[EXERCISE INSTRUCTIONS]
Find each line in the data below that contains the string "chair", and copy those lines out.

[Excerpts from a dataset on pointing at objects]
§

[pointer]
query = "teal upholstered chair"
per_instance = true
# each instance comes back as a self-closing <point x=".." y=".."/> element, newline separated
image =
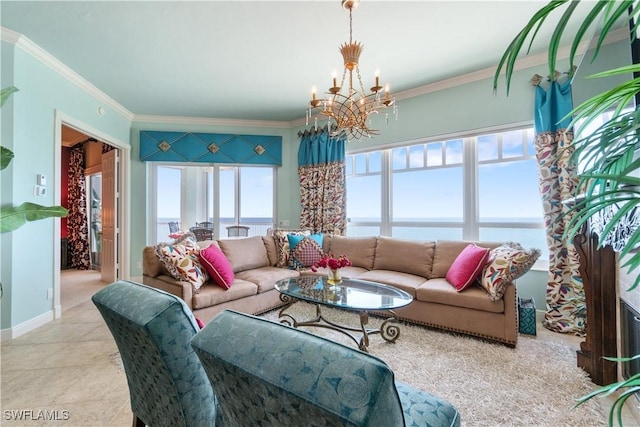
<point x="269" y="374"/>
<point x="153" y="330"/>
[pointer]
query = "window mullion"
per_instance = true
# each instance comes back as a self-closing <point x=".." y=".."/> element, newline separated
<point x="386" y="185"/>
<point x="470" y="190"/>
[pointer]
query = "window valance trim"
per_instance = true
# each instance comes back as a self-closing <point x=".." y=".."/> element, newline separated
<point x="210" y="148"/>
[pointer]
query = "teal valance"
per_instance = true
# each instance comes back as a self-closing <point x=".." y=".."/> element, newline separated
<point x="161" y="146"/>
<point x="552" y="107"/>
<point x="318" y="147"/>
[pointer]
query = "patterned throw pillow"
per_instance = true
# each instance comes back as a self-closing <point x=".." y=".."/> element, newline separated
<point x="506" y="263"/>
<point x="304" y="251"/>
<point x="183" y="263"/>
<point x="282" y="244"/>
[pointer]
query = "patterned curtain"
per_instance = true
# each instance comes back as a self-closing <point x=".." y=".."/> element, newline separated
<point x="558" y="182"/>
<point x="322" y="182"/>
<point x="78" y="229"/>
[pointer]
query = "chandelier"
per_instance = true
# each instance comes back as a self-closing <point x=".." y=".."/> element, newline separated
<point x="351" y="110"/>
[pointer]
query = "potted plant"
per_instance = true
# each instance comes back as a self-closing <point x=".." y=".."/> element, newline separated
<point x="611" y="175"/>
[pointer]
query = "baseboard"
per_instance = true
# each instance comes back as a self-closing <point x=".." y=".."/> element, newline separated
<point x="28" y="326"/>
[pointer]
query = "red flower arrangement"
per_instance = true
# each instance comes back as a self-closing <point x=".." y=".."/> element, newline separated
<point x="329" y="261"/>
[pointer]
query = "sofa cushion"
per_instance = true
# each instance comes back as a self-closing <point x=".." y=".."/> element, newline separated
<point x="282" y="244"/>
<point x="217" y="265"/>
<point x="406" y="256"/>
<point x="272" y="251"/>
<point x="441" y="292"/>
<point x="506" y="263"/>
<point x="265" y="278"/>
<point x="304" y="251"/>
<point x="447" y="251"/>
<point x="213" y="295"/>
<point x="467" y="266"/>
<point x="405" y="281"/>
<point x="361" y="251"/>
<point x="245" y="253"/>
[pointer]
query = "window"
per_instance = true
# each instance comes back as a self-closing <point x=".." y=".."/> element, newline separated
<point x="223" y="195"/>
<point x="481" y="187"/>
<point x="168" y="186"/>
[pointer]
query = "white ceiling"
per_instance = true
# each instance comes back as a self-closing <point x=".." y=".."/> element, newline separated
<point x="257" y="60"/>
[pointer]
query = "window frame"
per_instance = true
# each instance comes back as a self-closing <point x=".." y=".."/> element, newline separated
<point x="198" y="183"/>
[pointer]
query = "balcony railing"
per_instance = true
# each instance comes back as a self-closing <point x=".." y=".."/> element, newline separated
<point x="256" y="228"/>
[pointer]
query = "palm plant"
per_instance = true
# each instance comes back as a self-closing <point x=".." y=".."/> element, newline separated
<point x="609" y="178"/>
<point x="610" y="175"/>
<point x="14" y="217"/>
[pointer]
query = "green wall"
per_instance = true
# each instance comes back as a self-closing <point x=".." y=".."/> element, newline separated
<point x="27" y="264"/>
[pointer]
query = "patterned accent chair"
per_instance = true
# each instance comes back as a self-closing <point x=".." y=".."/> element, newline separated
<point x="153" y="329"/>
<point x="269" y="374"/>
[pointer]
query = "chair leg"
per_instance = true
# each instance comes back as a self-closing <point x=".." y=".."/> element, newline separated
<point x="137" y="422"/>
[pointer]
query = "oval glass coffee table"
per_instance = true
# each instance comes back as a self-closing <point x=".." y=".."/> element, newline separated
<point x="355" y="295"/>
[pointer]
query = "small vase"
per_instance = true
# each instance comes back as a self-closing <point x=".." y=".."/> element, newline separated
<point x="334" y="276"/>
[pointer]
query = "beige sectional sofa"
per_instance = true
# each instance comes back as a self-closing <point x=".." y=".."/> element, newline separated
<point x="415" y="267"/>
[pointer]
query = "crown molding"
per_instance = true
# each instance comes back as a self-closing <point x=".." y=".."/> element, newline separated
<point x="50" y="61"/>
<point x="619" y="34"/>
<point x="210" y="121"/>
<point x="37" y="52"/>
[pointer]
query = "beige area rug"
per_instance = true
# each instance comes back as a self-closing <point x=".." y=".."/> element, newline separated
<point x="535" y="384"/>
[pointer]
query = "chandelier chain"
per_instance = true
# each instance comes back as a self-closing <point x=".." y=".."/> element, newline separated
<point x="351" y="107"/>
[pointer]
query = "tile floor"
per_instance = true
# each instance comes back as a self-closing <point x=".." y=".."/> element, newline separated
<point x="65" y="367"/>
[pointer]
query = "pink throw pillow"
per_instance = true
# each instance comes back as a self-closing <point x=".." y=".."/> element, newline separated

§

[CORRECT RESULT]
query = "teal upholstered chair"
query = "patterned accent chair"
query = "chair leg"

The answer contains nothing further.